/---

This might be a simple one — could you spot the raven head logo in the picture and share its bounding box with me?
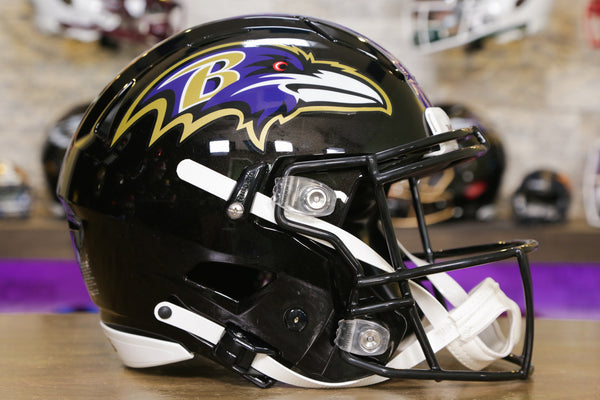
[112,43,392,151]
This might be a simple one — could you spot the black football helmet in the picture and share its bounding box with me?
[58,16,537,387]
[511,169,572,224]
[42,103,90,217]
[388,103,505,227]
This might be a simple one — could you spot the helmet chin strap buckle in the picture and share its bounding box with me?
[212,326,276,388]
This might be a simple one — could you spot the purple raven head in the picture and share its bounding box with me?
[113,44,391,151]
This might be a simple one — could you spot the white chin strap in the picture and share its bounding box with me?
[109,160,521,388]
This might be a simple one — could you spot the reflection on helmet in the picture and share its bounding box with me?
[58,16,537,387]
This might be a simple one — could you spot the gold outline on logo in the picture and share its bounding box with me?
[111,42,392,151]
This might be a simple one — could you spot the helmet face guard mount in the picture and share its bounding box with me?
[59,16,537,387]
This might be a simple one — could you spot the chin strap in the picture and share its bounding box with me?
[145,160,521,388]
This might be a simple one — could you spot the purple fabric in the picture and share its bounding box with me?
[451,263,600,320]
[0,260,96,313]
[0,260,600,320]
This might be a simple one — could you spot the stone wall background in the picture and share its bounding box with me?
[0,0,600,218]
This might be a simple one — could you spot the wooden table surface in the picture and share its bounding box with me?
[0,313,600,400]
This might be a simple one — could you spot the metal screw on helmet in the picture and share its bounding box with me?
[304,187,327,211]
[358,329,382,353]
[334,319,390,356]
[227,201,244,219]
[158,306,173,319]
[283,308,308,332]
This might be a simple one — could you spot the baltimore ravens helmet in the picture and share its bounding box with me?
[58,16,537,387]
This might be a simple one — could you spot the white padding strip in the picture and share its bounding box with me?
[154,301,225,344]
[100,322,194,368]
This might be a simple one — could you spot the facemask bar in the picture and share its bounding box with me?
[275,127,537,380]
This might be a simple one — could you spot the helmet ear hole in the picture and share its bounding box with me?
[185,262,276,305]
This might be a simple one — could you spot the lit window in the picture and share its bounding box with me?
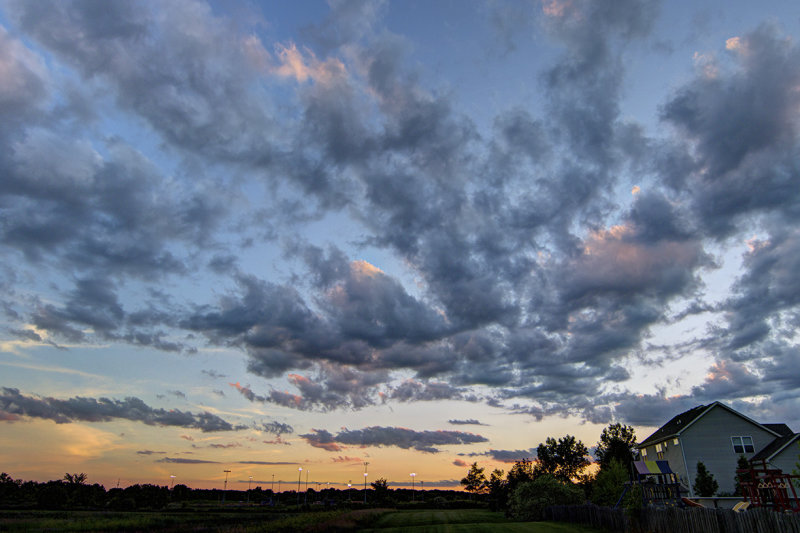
[731,437,756,454]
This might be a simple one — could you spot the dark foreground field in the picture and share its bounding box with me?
[0,509,596,533]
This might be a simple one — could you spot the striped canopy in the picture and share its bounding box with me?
[633,461,674,475]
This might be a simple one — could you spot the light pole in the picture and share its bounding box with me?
[222,470,231,503]
[297,466,303,505]
[364,461,369,505]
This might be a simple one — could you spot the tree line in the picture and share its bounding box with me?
[461,424,636,520]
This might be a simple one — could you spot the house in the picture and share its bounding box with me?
[637,402,800,498]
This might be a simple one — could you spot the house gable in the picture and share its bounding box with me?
[637,402,780,449]
[637,402,790,494]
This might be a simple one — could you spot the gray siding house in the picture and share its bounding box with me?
[637,402,800,498]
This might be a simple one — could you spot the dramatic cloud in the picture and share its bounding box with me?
[0,387,246,432]
[0,0,800,440]
[156,457,218,465]
[448,418,487,426]
[256,420,294,437]
[459,448,537,463]
[300,426,488,453]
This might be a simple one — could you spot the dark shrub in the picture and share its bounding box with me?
[508,475,584,522]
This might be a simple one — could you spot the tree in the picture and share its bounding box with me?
[64,472,89,485]
[370,477,389,503]
[733,455,750,496]
[534,435,589,482]
[692,461,719,498]
[488,468,508,511]
[508,475,584,522]
[461,462,487,494]
[594,423,636,470]
[592,458,629,507]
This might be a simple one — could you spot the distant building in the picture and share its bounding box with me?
[637,402,800,497]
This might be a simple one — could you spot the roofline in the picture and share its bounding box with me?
[637,401,782,450]
[765,433,800,461]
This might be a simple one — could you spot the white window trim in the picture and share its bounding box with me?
[731,435,756,454]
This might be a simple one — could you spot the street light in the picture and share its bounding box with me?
[364,461,369,505]
[297,466,303,505]
[222,470,231,503]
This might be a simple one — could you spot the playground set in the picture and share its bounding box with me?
[736,461,800,513]
[614,461,800,513]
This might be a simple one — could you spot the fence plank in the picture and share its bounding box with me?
[545,504,800,533]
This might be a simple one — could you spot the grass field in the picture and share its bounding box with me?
[359,509,598,533]
[0,509,597,533]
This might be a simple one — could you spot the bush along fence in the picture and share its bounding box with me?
[544,505,800,533]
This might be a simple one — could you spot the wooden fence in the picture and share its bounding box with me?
[545,505,800,533]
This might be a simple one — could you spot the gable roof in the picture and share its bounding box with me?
[750,433,800,461]
[761,424,794,435]
[636,402,791,449]
[637,405,708,448]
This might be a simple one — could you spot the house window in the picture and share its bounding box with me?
[731,437,756,455]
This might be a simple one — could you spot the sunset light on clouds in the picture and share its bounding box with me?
[0,0,800,488]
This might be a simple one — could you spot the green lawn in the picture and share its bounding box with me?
[0,509,599,533]
[359,509,598,533]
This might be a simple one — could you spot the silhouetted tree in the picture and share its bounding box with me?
[534,435,589,482]
[594,424,636,470]
[461,462,487,494]
[488,468,508,511]
[591,458,630,507]
[508,475,584,522]
[370,477,389,503]
[692,461,719,498]
[64,472,89,485]
[733,455,750,496]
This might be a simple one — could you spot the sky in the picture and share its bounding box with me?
[0,0,800,489]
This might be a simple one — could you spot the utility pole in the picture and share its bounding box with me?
[364,461,369,505]
[297,466,303,507]
[222,470,231,503]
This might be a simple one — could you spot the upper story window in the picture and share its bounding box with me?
[731,437,756,454]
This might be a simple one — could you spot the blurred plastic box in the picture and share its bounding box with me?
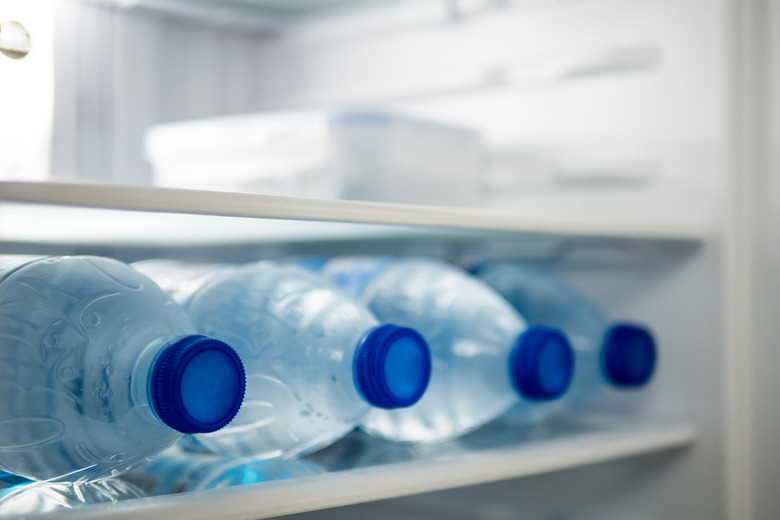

\---

Copy the stretch of the records from the line that contains "spot the silhouetted" through the line that contains "[0,0,800,489]", keeping every line the same.

This might be a simple one — could you spot the silhouetted tree in the picture and share its bounding box with me?
[534,435,589,482]
[594,424,636,470]
[461,462,487,494]
[488,468,508,511]
[591,458,630,507]
[508,475,584,522]
[370,477,389,503]
[692,461,719,498]
[64,472,89,485]
[733,455,750,496]
This might be a simple one — could you spot the sky in the picture and share its bounding box with me?
[0,0,800,489]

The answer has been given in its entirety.